§ EXERCISE REQUIREMENTS: Please copy the bug report word for word, from "When you turn" to "note for example.".

§ PROVIDED TEXT:
■ ■ ■ ■ ■ ■ ■

Page MenuHomePhabricator

Extract cropped too much at certain pages with exintro=1
Closed, DuplicatePublic

Description

Hello,
I'd like to report a bug I came accross while using the amazing TextExtracts extension: at certain pages, the extract is cropped too much, actually right after the very first full stop, when using exintro=1. An example of such page is here:

https://cs.wikipedia.org/wiki/Speci%C3%A1ln%C3%AD:API_p%C3%ADskovi%C5%A1t%C4%9B#action=query&format=json&prop=extracts&titles=Tom%C3%A1%C5%A1+Koubek&redirects=1&utf8=1&exsentences=3&exintro=1&explaintext=1

When you turn exintro off, everything is fine, but that's not the way that would help me because it doesn't get rid of the disambiguation note for example.

I also came accross a page where the extract is cropped regardless of the exintro setting, see

https://cs.wikipedia.org/wiki/Speci%C3%A1ln%C3%AD:API_p%C3%ADskovi%C5%A1t%C4%9B#action=query&format=json&prop=extracts&titles=Nikolaj+Bodurov&redirects=1&utf8=1&exsentences=3&exintro=1&explaintext=1

Can anyone let me know if this can be fixed? I didn't find anything strange in the source of the pages affected by this problem.

■ ■ ■ ■ ■ ■ ■

Object position labeling records:
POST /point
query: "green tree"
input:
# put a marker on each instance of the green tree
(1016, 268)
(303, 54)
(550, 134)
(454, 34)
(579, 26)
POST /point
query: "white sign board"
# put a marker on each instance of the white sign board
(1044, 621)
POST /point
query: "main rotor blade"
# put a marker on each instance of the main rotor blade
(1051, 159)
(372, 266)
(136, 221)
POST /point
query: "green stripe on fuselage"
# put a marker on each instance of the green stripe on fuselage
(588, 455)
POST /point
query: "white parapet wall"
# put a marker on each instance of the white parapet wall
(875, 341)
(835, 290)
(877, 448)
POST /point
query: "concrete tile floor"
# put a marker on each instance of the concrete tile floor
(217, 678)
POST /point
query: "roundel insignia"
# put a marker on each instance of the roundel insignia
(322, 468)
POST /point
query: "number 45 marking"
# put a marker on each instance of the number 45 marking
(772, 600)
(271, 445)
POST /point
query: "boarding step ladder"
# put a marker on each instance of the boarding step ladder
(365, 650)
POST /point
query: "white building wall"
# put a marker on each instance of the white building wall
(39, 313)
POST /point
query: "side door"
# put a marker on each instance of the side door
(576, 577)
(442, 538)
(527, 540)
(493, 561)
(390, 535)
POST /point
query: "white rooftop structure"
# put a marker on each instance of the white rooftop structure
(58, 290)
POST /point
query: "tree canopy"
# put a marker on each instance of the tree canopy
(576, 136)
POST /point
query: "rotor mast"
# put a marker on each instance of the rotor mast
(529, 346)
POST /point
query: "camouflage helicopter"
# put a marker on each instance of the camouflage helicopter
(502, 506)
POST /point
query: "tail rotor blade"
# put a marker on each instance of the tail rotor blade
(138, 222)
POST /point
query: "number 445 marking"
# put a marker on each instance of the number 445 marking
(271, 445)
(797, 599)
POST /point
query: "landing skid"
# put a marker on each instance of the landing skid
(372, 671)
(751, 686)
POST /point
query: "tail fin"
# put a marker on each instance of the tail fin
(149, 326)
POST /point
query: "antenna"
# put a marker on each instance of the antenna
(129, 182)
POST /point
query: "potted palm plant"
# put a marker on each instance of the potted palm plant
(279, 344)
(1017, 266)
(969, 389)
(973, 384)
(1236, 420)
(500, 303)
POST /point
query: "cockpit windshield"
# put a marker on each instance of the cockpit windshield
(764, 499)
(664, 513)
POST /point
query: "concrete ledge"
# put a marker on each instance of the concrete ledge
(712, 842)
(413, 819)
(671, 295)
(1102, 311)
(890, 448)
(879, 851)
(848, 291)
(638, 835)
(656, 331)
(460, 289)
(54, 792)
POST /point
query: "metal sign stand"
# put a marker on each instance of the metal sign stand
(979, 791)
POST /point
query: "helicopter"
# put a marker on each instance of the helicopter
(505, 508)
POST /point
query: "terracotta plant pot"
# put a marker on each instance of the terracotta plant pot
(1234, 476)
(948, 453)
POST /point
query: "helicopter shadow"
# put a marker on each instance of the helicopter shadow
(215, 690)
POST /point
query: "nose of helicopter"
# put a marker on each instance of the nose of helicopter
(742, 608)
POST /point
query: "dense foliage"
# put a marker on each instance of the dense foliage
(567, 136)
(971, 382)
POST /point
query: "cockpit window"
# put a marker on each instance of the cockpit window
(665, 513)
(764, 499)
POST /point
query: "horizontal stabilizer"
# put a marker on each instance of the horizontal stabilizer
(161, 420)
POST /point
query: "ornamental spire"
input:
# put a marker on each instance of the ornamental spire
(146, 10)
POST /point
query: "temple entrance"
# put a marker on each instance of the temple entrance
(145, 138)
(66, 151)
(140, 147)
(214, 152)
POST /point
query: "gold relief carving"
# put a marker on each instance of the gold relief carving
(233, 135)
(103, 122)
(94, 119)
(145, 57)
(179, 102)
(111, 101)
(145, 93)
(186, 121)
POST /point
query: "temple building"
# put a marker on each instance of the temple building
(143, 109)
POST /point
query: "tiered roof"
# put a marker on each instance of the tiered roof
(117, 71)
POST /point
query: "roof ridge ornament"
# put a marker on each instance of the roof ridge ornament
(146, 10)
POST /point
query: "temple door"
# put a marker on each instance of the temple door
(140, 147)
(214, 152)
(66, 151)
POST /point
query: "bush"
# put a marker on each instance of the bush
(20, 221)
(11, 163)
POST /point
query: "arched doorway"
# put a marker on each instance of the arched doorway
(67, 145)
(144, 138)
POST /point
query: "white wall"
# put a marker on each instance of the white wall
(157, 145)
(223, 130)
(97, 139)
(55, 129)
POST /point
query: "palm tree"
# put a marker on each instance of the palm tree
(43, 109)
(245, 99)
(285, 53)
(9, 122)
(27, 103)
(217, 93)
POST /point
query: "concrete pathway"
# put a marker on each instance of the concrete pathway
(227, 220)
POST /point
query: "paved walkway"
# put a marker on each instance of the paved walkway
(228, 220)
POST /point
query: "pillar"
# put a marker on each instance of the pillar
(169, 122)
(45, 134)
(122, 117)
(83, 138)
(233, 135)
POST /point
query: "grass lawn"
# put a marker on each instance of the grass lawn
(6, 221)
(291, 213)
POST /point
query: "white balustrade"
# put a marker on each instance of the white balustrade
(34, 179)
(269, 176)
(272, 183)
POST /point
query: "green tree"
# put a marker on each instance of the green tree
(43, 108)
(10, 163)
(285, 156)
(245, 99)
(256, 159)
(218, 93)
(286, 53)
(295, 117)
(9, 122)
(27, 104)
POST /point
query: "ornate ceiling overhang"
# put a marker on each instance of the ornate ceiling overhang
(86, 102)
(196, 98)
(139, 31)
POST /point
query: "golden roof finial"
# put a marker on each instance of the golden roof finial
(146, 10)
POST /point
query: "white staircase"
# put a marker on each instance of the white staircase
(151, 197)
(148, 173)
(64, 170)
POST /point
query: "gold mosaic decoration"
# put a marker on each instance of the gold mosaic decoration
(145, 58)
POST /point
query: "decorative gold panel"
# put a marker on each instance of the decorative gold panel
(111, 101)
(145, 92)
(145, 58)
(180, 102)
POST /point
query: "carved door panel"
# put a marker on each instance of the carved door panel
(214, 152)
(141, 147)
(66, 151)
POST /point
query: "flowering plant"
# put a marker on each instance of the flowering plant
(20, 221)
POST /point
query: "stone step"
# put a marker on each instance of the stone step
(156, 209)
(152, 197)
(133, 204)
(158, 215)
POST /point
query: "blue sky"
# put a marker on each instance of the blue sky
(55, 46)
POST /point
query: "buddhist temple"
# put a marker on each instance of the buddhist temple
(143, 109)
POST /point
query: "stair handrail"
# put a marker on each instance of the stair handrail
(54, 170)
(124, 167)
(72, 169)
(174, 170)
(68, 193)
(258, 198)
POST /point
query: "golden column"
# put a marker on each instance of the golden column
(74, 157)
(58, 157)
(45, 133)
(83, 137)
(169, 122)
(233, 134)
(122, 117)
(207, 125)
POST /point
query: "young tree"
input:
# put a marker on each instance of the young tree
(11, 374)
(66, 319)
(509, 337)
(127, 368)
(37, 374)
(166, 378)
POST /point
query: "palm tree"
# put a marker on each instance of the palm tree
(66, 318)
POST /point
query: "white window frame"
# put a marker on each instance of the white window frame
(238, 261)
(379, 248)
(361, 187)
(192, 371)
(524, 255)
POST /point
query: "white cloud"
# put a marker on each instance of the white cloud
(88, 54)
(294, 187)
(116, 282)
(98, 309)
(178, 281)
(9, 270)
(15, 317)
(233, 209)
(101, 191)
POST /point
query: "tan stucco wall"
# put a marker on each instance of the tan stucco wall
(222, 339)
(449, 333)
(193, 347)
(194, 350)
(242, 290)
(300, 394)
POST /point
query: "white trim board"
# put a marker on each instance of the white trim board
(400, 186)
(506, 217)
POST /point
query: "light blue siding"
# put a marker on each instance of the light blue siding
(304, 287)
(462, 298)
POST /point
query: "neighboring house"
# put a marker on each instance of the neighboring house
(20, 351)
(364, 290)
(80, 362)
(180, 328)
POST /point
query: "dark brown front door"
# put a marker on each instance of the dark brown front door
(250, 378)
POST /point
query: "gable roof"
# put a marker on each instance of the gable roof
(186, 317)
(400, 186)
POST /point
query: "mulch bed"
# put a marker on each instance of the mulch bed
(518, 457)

■ ■ ■ ■ ■ ■ ■

§ ANSWER TO THE TASK:
When you turn exintro off, everything is fine, but that's not the way that would help me because it doesn't get rid of the disambiguation note for example.